• Do this: Find every line in the records below that contains the string "house", and copy each of those lines out in full. Matching is case-sensitive.
◇ ◇ ◇ ◇
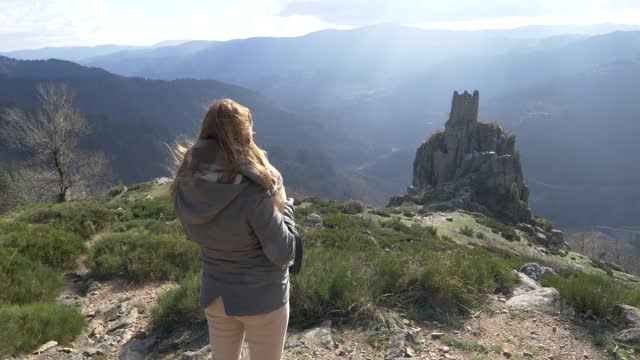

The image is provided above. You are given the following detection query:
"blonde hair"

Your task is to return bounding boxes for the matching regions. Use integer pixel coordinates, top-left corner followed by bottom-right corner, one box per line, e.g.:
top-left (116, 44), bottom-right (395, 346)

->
top-left (171, 99), bottom-right (284, 212)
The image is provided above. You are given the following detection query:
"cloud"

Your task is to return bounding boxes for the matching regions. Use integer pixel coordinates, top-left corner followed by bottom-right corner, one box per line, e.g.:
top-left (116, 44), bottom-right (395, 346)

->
top-left (279, 0), bottom-right (640, 26)
top-left (0, 0), bottom-right (338, 51)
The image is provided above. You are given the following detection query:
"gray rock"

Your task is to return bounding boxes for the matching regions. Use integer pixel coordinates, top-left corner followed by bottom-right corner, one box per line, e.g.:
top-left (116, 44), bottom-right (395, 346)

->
top-left (614, 304), bottom-right (640, 328)
top-left (82, 344), bottom-right (109, 358)
top-left (153, 176), bottom-right (173, 185)
top-left (118, 336), bottom-right (158, 360)
top-left (301, 321), bottom-right (336, 350)
top-left (33, 341), bottom-right (58, 355)
top-left (178, 345), bottom-right (212, 360)
top-left (107, 308), bottom-right (139, 332)
top-left (506, 288), bottom-right (560, 313)
top-left (386, 327), bottom-right (420, 359)
top-left (104, 301), bottom-right (135, 321)
top-left (613, 328), bottom-right (640, 345)
top-left (550, 229), bottom-right (564, 246)
top-left (518, 223), bottom-right (536, 235)
top-left (520, 263), bottom-right (543, 281)
top-left (342, 200), bottom-right (367, 215)
top-left (302, 213), bottom-right (322, 228)
top-left (513, 272), bottom-right (541, 295)
top-left (536, 232), bottom-right (549, 245)
top-left (390, 92), bottom-right (531, 222)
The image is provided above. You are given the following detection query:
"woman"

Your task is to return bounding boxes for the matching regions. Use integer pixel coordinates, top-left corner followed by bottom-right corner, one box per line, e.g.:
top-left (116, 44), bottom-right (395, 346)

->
top-left (172, 99), bottom-right (296, 360)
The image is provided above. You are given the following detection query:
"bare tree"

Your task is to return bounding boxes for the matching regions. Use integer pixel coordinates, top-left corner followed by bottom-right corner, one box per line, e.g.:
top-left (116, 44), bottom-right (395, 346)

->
top-left (0, 83), bottom-right (108, 202)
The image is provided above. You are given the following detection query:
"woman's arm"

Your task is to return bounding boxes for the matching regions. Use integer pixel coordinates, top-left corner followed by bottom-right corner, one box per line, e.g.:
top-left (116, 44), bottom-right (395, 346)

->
top-left (249, 192), bottom-right (296, 266)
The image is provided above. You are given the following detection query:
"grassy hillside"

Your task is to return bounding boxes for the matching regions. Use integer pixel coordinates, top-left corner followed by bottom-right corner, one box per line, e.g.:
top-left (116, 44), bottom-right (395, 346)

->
top-left (0, 183), bottom-right (640, 356)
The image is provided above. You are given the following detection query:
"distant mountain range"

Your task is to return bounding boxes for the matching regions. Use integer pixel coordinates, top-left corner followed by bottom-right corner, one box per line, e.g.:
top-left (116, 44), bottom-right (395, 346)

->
top-left (0, 24), bottom-right (640, 227)
top-left (0, 57), bottom-right (390, 201)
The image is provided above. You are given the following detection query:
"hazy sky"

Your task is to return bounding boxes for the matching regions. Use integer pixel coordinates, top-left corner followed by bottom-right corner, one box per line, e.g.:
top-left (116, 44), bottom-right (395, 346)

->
top-left (0, 0), bottom-right (640, 51)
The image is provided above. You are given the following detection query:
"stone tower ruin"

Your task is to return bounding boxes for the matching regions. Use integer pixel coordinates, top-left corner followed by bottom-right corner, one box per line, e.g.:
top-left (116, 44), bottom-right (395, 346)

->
top-left (391, 91), bottom-right (531, 223)
top-left (449, 90), bottom-right (480, 123)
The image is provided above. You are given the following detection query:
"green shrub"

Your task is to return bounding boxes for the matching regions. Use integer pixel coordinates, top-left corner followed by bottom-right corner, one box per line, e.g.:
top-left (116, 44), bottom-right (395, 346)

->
top-left (460, 226), bottom-right (473, 237)
top-left (380, 218), bottom-right (411, 234)
top-left (18, 201), bottom-right (113, 239)
top-left (130, 198), bottom-right (176, 221)
top-left (88, 233), bottom-right (200, 282)
top-left (542, 273), bottom-right (640, 318)
top-left (109, 219), bottom-right (184, 238)
top-left (0, 247), bottom-right (62, 306)
top-left (151, 276), bottom-right (205, 330)
top-left (369, 209), bottom-right (391, 217)
top-left (291, 244), bottom-right (523, 324)
top-left (473, 213), bottom-right (513, 234)
top-left (411, 248), bottom-right (522, 310)
top-left (290, 248), bottom-right (371, 325)
top-left (0, 222), bottom-right (85, 269)
top-left (0, 304), bottom-right (85, 358)
top-left (500, 228), bottom-right (520, 241)
top-left (342, 200), bottom-right (367, 215)
top-left (107, 185), bottom-right (127, 197)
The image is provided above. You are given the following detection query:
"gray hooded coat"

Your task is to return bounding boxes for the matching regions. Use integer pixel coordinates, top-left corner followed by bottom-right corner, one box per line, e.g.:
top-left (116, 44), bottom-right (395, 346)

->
top-left (174, 140), bottom-right (295, 316)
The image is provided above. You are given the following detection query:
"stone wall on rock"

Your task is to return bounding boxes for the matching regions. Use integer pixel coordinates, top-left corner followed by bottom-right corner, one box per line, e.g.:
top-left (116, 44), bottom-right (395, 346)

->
top-left (392, 91), bottom-right (531, 222)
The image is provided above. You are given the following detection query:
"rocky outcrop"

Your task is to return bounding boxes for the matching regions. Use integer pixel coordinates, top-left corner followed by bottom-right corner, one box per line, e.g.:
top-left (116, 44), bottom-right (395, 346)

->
top-left (390, 91), bottom-right (531, 223)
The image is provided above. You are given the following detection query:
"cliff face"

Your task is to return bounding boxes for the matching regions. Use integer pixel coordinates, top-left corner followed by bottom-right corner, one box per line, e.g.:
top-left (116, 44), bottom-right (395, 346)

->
top-left (392, 91), bottom-right (531, 222)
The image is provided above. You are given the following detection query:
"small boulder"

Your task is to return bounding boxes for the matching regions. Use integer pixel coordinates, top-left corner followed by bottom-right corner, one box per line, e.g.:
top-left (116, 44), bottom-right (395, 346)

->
top-left (613, 328), bottom-right (640, 345)
top-left (302, 213), bottom-right (322, 228)
top-left (513, 270), bottom-right (541, 295)
top-left (518, 223), bottom-right (536, 235)
top-left (33, 341), bottom-right (58, 355)
top-left (302, 321), bottom-right (336, 350)
top-left (536, 233), bottom-right (549, 245)
top-left (549, 230), bottom-right (564, 246)
top-left (614, 304), bottom-right (640, 328)
top-left (342, 200), bottom-right (367, 215)
top-left (153, 176), bottom-right (173, 185)
top-left (520, 263), bottom-right (543, 281)
top-left (506, 288), bottom-right (560, 313)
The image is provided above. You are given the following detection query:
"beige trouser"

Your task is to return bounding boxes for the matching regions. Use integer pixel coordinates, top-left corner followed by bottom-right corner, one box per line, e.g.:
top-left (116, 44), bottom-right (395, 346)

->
top-left (205, 297), bottom-right (289, 360)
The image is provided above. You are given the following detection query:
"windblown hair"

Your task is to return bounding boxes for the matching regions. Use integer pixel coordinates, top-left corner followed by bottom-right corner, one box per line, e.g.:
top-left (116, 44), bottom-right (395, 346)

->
top-left (171, 99), bottom-right (284, 212)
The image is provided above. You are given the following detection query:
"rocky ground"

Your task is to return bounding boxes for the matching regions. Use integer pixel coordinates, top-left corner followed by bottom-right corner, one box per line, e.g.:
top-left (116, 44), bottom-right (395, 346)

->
top-left (24, 262), bottom-right (607, 360)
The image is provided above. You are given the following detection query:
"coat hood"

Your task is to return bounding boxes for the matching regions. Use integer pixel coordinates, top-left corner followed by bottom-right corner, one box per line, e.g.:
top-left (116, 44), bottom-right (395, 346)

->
top-left (174, 140), bottom-right (249, 224)
top-left (175, 179), bottom-right (249, 224)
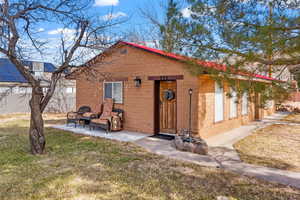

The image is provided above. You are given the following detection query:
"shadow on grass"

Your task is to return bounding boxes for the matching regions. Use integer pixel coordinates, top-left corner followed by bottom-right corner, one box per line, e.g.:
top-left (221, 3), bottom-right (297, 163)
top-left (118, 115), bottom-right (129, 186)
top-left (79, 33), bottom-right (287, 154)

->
top-left (44, 119), bottom-right (67, 125)
top-left (237, 150), bottom-right (295, 170)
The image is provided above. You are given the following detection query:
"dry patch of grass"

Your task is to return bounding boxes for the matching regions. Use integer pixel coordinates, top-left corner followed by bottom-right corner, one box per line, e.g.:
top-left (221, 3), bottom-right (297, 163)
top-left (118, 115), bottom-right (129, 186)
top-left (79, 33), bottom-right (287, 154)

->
top-left (234, 124), bottom-right (300, 172)
top-left (0, 117), bottom-right (300, 200)
top-left (281, 113), bottom-right (300, 123)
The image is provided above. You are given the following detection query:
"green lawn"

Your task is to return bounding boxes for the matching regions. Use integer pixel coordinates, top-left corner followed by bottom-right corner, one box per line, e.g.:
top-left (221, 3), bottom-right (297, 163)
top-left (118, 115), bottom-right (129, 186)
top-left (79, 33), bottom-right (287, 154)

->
top-left (234, 114), bottom-right (300, 172)
top-left (0, 118), bottom-right (300, 200)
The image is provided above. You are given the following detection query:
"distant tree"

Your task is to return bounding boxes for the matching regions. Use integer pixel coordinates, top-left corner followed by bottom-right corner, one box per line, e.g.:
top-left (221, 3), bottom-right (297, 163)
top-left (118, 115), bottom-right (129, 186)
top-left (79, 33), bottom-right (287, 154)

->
top-left (0, 0), bottom-right (123, 154)
top-left (168, 0), bottom-right (300, 103)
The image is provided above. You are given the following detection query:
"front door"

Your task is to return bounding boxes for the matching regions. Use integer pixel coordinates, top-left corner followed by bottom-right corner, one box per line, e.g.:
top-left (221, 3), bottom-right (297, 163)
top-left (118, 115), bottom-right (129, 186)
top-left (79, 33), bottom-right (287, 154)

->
top-left (254, 93), bottom-right (261, 120)
top-left (159, 81), bottom-right (177, 133)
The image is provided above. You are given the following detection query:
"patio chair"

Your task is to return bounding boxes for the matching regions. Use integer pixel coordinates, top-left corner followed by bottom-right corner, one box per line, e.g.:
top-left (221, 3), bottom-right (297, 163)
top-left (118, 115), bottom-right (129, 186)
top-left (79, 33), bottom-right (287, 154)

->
top-left (79, 108), bottom-right (101, 127)
top-left (67, 106), bottom-right (91, 128)
top-left (89, 98), bottom-right (123, 133)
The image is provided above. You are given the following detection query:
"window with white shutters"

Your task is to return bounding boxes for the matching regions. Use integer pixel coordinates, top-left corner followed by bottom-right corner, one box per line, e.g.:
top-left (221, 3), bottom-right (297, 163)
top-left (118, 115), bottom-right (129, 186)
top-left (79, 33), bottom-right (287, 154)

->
top-left (229, 88), bottom-right (238, 118)
top-left (104, 82), bottom-right (123, 103)
top-left (215, 82), bottom-right (224, 122)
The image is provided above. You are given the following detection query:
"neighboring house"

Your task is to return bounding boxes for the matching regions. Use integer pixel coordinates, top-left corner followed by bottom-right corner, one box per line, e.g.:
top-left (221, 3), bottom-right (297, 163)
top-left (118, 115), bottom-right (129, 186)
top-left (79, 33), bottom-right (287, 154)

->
top-left (68, 41), bottom-right (274, 138)
top-left (0, 58), bottom-right (76, 114)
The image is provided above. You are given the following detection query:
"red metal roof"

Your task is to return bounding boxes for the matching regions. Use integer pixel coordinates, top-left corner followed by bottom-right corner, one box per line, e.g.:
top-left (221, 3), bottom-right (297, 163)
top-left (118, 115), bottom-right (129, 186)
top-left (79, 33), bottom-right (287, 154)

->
top-left (117, 41), bottom-right (278, 81)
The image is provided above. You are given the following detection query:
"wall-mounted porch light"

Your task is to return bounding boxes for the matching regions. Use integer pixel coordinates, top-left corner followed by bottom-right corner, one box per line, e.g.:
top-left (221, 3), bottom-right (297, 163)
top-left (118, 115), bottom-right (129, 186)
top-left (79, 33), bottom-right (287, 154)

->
top-left (133, 77), bottom-right (142, 87)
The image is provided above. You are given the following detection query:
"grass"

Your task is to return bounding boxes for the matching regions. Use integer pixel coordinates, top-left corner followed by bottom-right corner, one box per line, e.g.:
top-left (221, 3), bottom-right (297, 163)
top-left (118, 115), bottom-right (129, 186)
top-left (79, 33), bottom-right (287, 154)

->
top-left (234, 114), bottom-right (300, 172)
top-left (0, 117), bottom-right (300, 200)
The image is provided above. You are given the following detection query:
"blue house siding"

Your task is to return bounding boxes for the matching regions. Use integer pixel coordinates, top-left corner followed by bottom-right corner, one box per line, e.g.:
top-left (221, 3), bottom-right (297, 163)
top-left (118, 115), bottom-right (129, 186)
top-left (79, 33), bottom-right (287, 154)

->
top-left (0, 58), bottom-right (56, 83)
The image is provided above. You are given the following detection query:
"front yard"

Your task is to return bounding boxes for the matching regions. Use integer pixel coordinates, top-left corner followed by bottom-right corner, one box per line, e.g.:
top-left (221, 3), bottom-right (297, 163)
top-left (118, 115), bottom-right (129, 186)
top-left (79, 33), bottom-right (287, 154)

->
top-left (0, 116), bottom-right (300, 200)
top-left (234, 114), bottom-right (300, 172)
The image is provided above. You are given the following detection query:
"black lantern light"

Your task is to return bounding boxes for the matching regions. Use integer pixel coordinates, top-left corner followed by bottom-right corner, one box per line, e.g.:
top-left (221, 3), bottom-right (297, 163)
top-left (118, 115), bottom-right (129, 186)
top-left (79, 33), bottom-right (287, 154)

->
top-left (133, 77), bottom-right (142, 87)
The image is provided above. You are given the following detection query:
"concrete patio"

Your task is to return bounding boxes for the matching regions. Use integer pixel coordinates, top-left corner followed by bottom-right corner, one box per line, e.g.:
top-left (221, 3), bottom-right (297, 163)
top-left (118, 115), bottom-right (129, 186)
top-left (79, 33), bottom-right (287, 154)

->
top-left (52, 113), bottom-right (300, 189)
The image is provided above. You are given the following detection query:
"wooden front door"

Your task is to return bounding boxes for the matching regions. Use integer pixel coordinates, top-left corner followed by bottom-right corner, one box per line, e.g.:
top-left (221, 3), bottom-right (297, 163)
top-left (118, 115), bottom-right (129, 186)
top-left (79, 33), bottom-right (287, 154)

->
top-left (159, 81), bottom-right (177, 133)
top-left (254, 93), bottom-right (261, 120)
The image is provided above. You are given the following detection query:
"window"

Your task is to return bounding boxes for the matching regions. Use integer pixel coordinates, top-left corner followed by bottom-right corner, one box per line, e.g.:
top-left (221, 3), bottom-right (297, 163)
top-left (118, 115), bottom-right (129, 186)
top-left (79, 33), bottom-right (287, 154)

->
top-left (33, 72), bottom-right (44, 78)
top-left (242, 92), bottom-right (248, 115)
top-left (32, 62), bottom-right (44, 72)
top-left (104, 82), bottom-right (123, 103)
top-left (229, 88), bottom-right (238, 118)
top-left (18, 87), bottom-right (31, 94)
top-left (215, 82), bottom-right (224, 122)
top-left (66, 87), bottom-right (76, 94)
top-left (0, 87), bottom-right (11, 94)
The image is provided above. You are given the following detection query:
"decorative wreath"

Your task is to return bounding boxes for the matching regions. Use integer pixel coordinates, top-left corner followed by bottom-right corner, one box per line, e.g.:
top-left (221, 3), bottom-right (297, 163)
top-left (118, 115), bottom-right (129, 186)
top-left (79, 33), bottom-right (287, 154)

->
top-left (164, 90), bottom-right (175, 101)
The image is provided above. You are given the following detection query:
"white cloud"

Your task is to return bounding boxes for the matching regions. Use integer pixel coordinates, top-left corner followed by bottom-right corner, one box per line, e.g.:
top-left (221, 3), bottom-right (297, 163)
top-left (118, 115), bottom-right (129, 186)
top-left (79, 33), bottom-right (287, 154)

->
top-left (101, 12), bottom-right (127, 21)
top-left (181, 7), bottom-right (192, 18)
top-left (48, 28), bottom-right (76, 35)
top-left (94, 0), bottom-right (119, 6)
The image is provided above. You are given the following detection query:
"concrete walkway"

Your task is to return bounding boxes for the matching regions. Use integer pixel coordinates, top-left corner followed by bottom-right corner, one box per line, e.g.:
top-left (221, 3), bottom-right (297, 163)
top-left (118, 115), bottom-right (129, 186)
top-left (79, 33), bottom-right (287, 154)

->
top-left (134, 113), bottom-right (300, 189)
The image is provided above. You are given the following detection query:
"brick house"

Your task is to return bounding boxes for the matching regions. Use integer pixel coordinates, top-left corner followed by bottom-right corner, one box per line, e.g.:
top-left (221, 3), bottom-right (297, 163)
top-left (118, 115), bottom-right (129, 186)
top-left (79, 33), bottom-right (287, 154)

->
◇ ◇ ◇ ◇
• The result:
"neighboring house"
"blue house siding"
"brick house"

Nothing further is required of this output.